*Activity*
Only the number is wanted: how many lines below include "above"?

Data for the task Start Marker

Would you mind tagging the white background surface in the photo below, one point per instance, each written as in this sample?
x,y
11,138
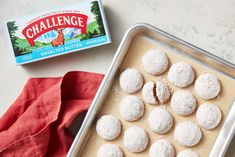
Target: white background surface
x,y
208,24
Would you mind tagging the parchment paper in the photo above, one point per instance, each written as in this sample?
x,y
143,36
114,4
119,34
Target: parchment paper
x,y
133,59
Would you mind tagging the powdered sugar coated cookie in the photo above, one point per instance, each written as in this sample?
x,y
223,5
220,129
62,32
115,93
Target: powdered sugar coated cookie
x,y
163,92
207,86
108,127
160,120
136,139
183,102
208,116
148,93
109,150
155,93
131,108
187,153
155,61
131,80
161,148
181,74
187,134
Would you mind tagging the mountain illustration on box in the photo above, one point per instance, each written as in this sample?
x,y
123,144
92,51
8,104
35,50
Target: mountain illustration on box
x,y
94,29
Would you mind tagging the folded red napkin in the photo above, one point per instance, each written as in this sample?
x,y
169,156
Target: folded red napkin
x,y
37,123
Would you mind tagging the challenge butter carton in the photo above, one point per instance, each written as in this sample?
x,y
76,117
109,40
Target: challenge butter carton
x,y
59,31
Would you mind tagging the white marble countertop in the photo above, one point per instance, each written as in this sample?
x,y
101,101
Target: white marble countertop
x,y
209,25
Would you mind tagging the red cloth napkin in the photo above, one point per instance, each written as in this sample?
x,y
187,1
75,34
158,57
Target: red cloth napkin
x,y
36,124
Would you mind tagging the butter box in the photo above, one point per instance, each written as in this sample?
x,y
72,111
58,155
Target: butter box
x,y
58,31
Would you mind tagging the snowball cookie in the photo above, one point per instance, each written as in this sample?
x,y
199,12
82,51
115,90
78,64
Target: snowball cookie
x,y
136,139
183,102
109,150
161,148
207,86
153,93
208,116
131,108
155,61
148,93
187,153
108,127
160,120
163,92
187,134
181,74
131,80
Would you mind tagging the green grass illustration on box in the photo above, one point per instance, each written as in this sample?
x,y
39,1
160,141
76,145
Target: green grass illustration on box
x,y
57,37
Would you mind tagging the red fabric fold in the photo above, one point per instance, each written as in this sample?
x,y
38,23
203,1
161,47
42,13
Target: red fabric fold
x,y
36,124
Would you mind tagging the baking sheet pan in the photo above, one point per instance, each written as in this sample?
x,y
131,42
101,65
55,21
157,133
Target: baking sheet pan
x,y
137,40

Data for the task End Marker
Data for the task Start Marker

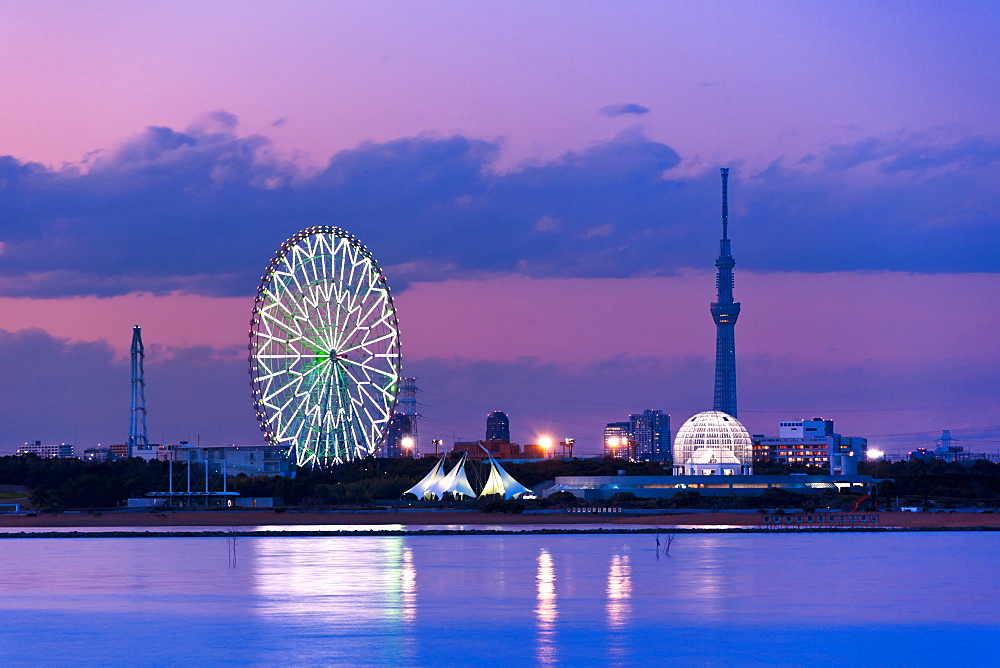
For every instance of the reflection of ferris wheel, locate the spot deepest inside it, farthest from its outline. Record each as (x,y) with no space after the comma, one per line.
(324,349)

Data for the task End Marker

*Solution to the exercise*
12